◆ READING PASSAGE:

■ ■ ■ ■

Otherwise, if the alert rule does not indicate "sending the alert
message for each occurrence of an abnormality", the alert agent 324
determines whether the alert rule indicates "sending the alert
message only once for all occurrences of the same abnormality"
(step S704), and if so, determines whether this alert message is
the same as the previous alert message of the current monitoring
item (step S705).
[0056] Subsequent to step S705, if this alert message is the same
as the previous one, the alert agent 324 does not send this alert
message and the method ends. Otherwise, if this alert message is
not the same as the previous one, the alert agent 324 updates the
latest alert message of the current monitoring item to be this
alert message (step S706), and the method proceeds to step
S703.
[0057] Subsequent to step S704, if the alert rule does not indicate
"sending the alert message only once for all occurrences of the
same abnormality", the alert agent 324 determines whether the alert
rule indicates "sending the alert message only once in a
predetermined period of time for all occurrences of the same
abnormality" (step S707), and if so, determines whether this alert
message is the same as the previous alert message of the current
monitoring item (step S708).
[0058] Subsequent to step S708, if this alert message is not the
same as the previous one, the alert agent 324 updates the latest
alert message of the current monitoring item to be this alert
message and restarts the retry timer (step S709), and the method
proceeds to step S703. Otherwise, if this alert message is the same
as the previous one, the alert agent 324 determines whether the
retry timer corresponding to the current monitoring item has
expired (the expiry of the retry timer indicates that the
predetermined period of time has passed since the last and the same
alert message) (step S710), and if so, restarts the retry timer
(step S711), and the method proceeds to step S703. Otherwise, if
the retry timer has not expired yet, the method ends.
[0059] Subsequent to step S707, if the alert rule does not indicate
"sending the alert message only once in a predetermined period of
time for all occurrences of the same abnormality", the alert agent
324 determines whether the alert rule indicates "sending the alert
message for a predetermined number of occurrences of the same
abnormality" (step S712), and if not, the method ends. Otherwise,
if the alert rule indicates "sending the alert message for a
predetermined number of occurrences of the same abnormality",
determines whether this alert message is the same as the previous
alert message of the current monitoring item (step S713).

■ ■ ■ ■

◆ LISTED ENTRIES:
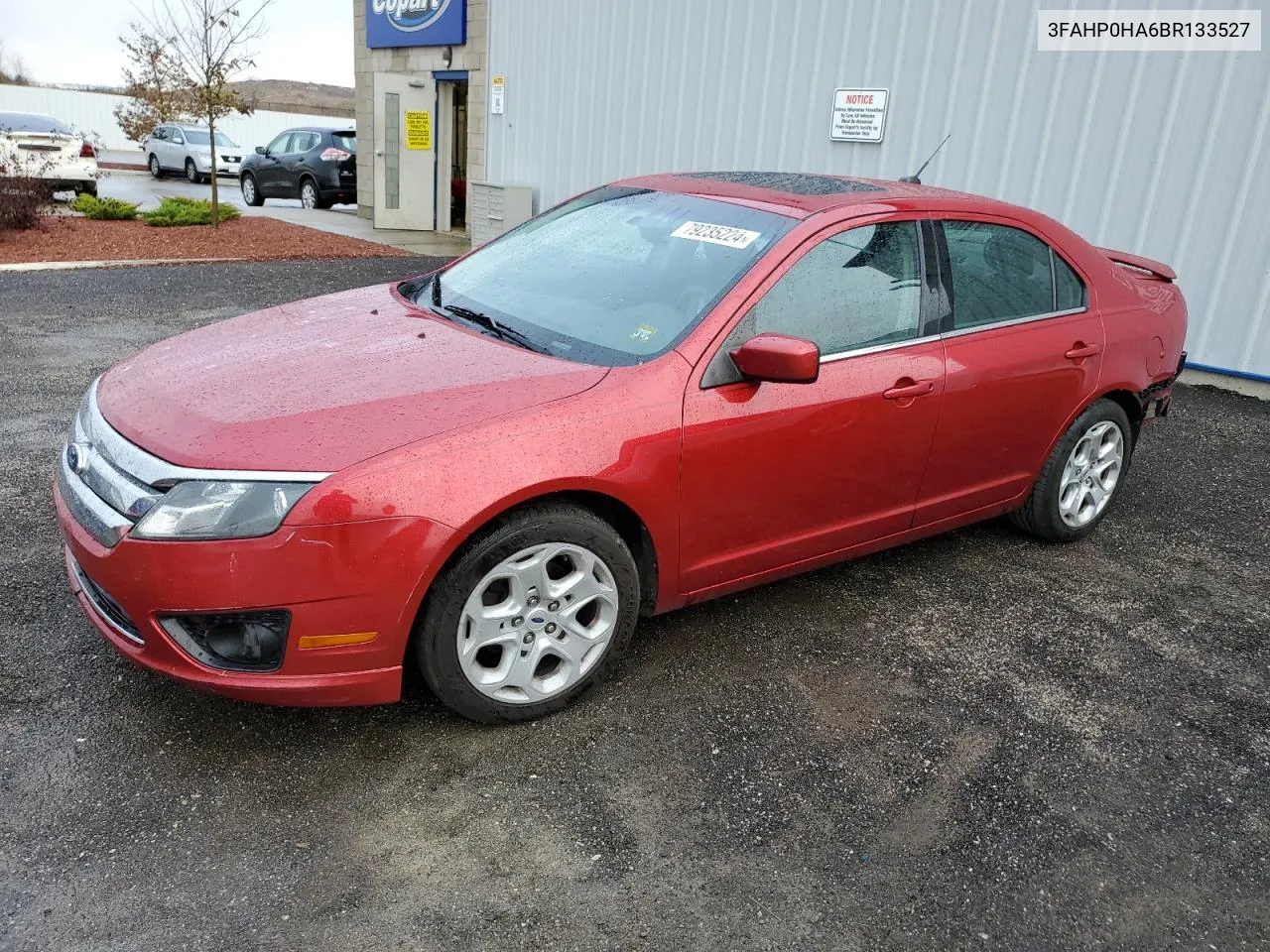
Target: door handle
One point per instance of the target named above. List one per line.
(907, 389)
(1080, 350)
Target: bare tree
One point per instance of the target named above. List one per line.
(212, 42)
(154, 81)
(13, 68)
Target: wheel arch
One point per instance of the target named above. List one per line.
(620, 516)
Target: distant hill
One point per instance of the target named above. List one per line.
(289, 95)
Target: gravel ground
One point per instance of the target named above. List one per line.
(63, 238)
(978, 742)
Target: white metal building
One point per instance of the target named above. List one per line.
(1161, 154)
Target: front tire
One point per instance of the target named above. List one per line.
(250, 193)
(1080, 477)
(532, 615)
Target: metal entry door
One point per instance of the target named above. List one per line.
(405, 151)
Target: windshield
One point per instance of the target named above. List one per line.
(199, 137)
(615, 277)
(24, 122)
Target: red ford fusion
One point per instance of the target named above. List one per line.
(661, 391)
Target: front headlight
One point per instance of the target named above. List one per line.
(220, 509)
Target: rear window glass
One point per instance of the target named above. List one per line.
(199, 137)
(24, 122)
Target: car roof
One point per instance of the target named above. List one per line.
(802, 194)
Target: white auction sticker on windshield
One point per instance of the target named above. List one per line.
(715, 234)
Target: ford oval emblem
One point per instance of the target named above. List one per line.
(76, 457)
(409, 16)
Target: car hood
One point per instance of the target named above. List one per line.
(318, 385)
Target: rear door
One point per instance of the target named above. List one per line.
(270, 172)
(775, 474)
(298, 159)
(1024, 354)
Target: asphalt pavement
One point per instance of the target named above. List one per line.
(973, 743)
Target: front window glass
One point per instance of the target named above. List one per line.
(998, 273)
(615, 277)
(855, 290)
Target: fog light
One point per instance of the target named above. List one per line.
(236, 642)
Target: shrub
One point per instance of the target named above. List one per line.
(187, 211)
(104, 208)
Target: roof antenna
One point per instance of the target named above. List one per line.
(915, 179)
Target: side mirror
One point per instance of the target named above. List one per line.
(778, 358)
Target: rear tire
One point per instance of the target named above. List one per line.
(250, 191)
(571, 592)
(310, 197)
(1082, 476)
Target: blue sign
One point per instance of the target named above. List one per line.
(416, 23)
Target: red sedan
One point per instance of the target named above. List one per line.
(661, 391)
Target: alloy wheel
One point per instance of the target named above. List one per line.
(538, 622)
(1091, 474)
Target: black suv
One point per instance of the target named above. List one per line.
(314, 164)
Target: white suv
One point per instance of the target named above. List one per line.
(187, 149)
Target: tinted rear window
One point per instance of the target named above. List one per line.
(23, 122)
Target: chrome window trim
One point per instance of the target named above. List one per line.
(962, 331)
(878, 348)
(1011, 322)
(158, 472)
(87, 509)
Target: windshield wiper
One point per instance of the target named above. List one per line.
(498, 330)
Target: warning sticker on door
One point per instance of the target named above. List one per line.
(418, 130)
(715, 234)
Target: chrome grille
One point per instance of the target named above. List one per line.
(112, 481)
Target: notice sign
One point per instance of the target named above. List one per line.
(418, 130)
(858, 114)
(498, 95)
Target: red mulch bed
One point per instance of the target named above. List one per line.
(255, 239)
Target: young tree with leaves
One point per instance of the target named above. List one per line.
(157, 85)
(211, 41)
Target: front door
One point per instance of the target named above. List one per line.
(405, 150)
(1024, 356)
(774, 474)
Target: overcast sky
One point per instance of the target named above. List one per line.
(310, 41)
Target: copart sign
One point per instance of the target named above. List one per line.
(416, 23)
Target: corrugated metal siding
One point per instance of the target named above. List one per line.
(1160, 154)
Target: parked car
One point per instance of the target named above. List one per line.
(317, 166)
(189, 150)
(662, 391)
(42, 148)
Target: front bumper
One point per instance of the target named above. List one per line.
(362, 576)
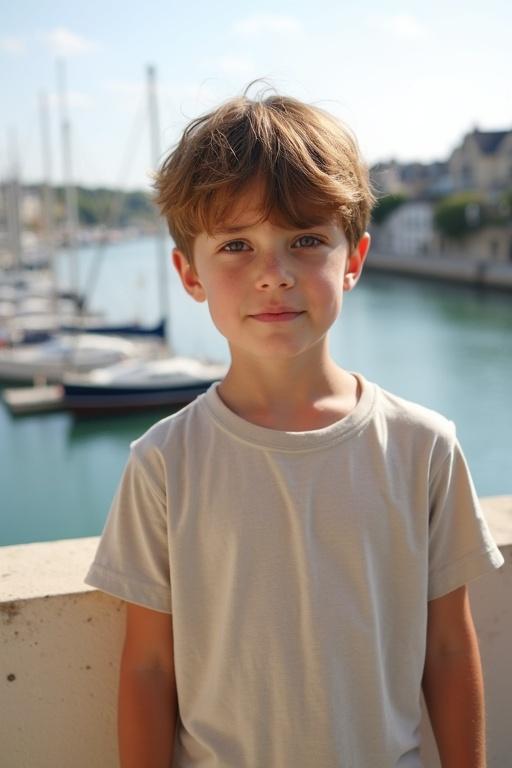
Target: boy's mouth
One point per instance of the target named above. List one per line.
(277, 316)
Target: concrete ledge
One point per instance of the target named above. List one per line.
(61, 640)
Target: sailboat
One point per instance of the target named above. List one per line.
(131, 385)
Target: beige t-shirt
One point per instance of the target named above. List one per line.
(297, 566)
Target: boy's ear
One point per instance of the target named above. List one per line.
(188, 275)
(355, 262)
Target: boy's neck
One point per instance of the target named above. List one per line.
(292, 395)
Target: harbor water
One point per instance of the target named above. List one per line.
(448, 347)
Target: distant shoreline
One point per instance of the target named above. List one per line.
(469, 272)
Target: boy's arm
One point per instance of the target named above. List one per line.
(147, 705)
(452, 682)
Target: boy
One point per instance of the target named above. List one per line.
(293, 546)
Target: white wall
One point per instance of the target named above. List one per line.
(60, 646)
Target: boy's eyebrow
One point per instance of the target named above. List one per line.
(228, 230)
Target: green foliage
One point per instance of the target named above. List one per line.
(385, 206)
(108, 207)
(459, 215)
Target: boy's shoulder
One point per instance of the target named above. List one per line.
(413, 418)
(168, 429)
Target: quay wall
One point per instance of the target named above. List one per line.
(61, 643)
(472, 272)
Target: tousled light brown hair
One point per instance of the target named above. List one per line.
(308, 162)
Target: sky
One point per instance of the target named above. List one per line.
(410, 78)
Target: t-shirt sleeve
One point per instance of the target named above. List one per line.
(132, 560)
(461, 547)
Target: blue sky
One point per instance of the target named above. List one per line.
(410, 78)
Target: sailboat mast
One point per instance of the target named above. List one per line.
(47, 195)
(154, 126)
(69, 188)
(13, 196)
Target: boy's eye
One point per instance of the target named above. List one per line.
(235, 245)
(307, 241)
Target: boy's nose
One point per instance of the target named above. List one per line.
(275, 272)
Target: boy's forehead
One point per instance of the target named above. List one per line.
(250, 208)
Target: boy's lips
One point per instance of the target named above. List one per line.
(277, 314)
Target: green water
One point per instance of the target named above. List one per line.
(447, 347)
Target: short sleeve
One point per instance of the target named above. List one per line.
(461, 547)
(132, 560)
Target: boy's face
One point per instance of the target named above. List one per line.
(271, 291)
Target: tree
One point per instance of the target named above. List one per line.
(459, 215)
(385, 206)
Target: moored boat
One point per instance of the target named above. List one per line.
(139, 384)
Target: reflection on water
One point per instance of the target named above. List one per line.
(447, 347)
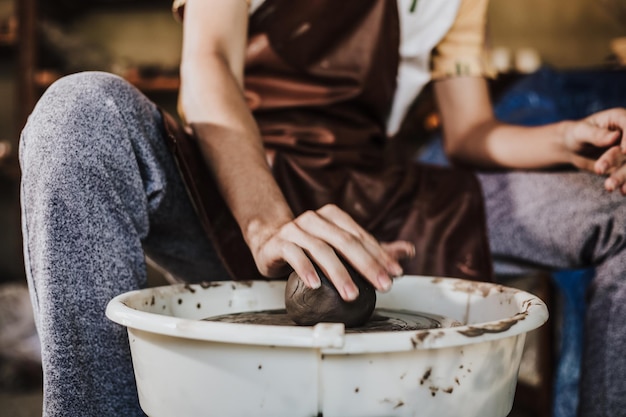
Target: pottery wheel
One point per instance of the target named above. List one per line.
(383, 320)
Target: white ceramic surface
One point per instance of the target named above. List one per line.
(186, 367)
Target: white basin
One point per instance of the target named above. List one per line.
(187, 367)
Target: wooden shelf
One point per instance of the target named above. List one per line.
(8, 31)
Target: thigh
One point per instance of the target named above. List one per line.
(552, 219)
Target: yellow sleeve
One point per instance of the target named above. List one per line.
(462, 51)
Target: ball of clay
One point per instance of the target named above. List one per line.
(306, 306)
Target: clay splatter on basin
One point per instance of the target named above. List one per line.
(383, 320)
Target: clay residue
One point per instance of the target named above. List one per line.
(383, 320)
(497, 327)
(483, 288)
(209, 284)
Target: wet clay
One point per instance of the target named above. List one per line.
(306, 306)
(382, 320)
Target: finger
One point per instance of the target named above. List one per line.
(597, 136)
(616, 180)
(584, 163)
(322, 254)
(302, 265)
(343, 220)
(350, 247)
(609, 161)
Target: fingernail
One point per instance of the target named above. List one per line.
(384, 282)
(314, 281)
(610, 184)
(396, 270)
(350, 292)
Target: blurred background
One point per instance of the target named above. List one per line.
(140, 40)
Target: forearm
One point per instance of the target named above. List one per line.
(492, 144)
(473, 136)
(214, 107)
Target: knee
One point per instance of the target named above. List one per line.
(76, 96)
(73, 115)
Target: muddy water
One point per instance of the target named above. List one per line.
(383, 320)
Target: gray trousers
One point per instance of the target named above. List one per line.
(100, 191)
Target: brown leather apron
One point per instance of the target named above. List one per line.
(320, 78)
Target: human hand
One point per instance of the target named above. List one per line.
(598, 144)
(319, 236)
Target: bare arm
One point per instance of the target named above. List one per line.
(473, 135)
(214, 40)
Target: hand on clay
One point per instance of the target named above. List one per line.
(319, 236)
(598, 144)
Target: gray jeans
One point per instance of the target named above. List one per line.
(100, 190)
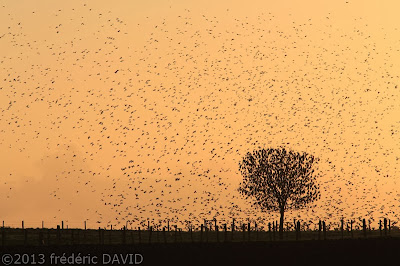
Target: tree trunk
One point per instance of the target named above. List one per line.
(281, 224)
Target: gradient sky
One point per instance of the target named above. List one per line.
(134, 110)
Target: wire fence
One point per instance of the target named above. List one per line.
(210, 231)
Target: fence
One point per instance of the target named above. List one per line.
(207, 232)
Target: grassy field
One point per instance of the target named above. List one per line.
(45, 237)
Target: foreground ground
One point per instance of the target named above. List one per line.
(373, 251)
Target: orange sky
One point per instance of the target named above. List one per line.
(100, 98)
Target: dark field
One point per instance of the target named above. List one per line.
(177, 247)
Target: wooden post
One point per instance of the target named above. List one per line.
(248, 230)
(217, 232)
(151, 231)
(124, 236)
(341, 226)
(319, 229)
(176, 233)
(351, 228)
(226, 233)
(41, 240)
(25, 236)
(3, 235)
(58, 234)
(206, 231)
(165, 235)
(77, 237)
(255, 228)
(201, 232)
(48, 237)
(233, 226)
(100, 236)
(273, 230)
(385, 225)
(269, 231)
(364, 228)
(298, 230)
(244, 232)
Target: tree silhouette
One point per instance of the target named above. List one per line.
(278, 180)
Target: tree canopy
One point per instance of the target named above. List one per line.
(279, 179)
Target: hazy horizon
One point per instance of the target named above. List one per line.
(119, 111)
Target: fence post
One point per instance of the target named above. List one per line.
(226, 233)
(249, 231)
(206, 229)
(341, 226)
(233, 227)
(48, 237)
(217, 232)
(3, 235)
(124, 236)
(385, 226)
(201, 232)
(364, 228)
(165, 236)
(298, 229)
(151, 231)
(176, 233)
(58, 234)
(319, 229)
(25, 236)
(255, 228)
(351, 228)
(273, 230)
(269, 231)
(244, 232)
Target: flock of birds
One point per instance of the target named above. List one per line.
(154, 130)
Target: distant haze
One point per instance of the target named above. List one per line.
(118, 111)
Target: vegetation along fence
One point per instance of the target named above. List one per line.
(210, 231)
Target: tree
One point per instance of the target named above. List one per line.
(278, 180)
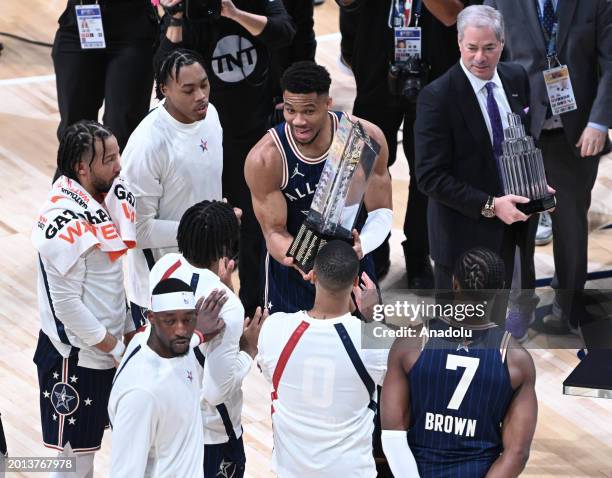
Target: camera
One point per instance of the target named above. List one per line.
(408, 78)
(197, 10)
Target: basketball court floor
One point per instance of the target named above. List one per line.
(573, 436)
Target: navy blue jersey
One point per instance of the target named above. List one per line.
(285, 290)
(460, 391)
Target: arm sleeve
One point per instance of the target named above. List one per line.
(225, 366)
(377, 364)
(133, 432)
(66, 295)
(280, 29)
(128, 325)
(146, 167)
(434, 158)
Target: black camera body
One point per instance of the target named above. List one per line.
(408, 78)
(197, 10)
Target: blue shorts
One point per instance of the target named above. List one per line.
(225, 460)
(73, 399)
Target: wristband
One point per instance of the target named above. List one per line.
(118, 350)
(376, 229)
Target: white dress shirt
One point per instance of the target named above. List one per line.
(480, 91)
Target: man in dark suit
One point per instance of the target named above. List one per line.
(458, 134)
(572, 142)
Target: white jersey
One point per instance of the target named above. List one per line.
(225, 366)
(154, 409)
(170, 166)
(78, 308)
(321, 418)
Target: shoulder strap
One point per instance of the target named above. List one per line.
(284, 357)
(503, 347)
(357, 363)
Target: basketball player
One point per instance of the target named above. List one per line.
(207, 235)
(323, 383)
(154, 405)
(469, 406)
(82, 230)
(173, 160)
(282, 172)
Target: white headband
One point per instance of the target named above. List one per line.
(173, 301)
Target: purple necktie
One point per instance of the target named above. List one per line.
(496, 125)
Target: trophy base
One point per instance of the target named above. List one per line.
(537, 205)
(306, 245)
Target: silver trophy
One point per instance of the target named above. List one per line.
(339, 194)
(522, 168)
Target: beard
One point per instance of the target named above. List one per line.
(179, 350)
(101, 186)
(310, 141)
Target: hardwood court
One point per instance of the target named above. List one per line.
(573, 436)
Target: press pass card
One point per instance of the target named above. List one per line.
(407, 43)
(89, 21)
(560, 91)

■ ■ ■ ■

◆ CHALLENGE 1:
From the alert-rule passage, write out the part that begins at the words "[0057] Subsequent to" and stops after the words "item (step S708).".
◆ CHALLENGE 2:
List each distinct alert rule that the alert-rule passage quotes in quotation marks.
◆ CHALLENGE 3:
Continue the alert-rule passage from its last sentence.

◆ TASK RESPONSE 1:
[0057] Subsequent to step S704, if the alert rule does not indicate
"sending the alert message only once for all occurrences of the
same abnormality", the alert agent 324 determines whether the alert
rule indicates "sending the alert message only once in a
predetermined period of time for all occurrences of the same
abnormality" (step S707), and if so, determines whether this alert
message is the same as the previous alert message of the current
monitoring item (step S708).

◆ TASK RESPONSE 2:
"sending the alert message for each occurrence of an abnormality"
"sending the alert message only once for all occurrences of the same abnormality"
"sending the alert message only once in a predetermined period of time for all occurrences of the same abnormality"
"sending the alert message for a predetermined number of occurrences of the same abnormality"

◆ TASK RESPONSE 3:
[0060] Subsequent to step S713, if this alert message is not the
same as the previous one, the alert agent 324 updates the latest
alert message of the current monitoring item to be this alert
message and restarts the retry counter (step S714), and the method
proceeds to step S703. Otherwise, if this alert message is the same
as the previous one, the alert agent 324 determines whether the
value of the retry counter is greater than or equal to a
predetermined number (i.e., the same alert messages have
accumulated to a predetermined number) (step S715), and if so,
restarts the retry counter (step S716), and the method proceeds to
step S703. Otherwise, if the retry counter is not greater than or
equal to a predetermined number, the method ends.
[0061] Referring back to FIG. 3, the agent management module 330
includes an automatic expansion module 331, an automatic recovery
module 332, and a fault tolerance module 333.
[0062] The automatic expansion module 331 is responsible for
checking the length of the monitoring task queue, the monitoring
result queue, and the alert message queue, and when any one of the
queue length exceeds a predetermined multiple of the number of
corresponding task agents (e.g., the data collection agents, the
abnormality determination agents, or the alert agents), initiating
a new process to add one more task agent (i.e., a duplicate of the
corresponding task agent), so as to speed up the processing of the
messages in the queue. For example, when the length of the
monitoring task queue is greater than 10 times of the number of the
data collection agents, a new process is initiated to add one more
data collection agent.
[0063] The automatic recovery module 332 is responsible for
checking the length of the monitoring task queue, the monitoring
result queue, and the alert message queue, and when any one of the
queue length is less than a predetermined multiple of the number of
corresponding task agents (e.g., the data collection agents, the
abnormality determination agents, or the alert agents), removing
one of corresponding task agents, so as to save system resources.
For example, when the length of the monitoring result queue is less
than 5 times of the number of the abnormality determination agents,
one of the abnormality determination agents is removed and the
associated process is freed.
[0064] The fault tolerance module 333 is responsible for providing
a fault tolerance mechanism for the operations of the task agents.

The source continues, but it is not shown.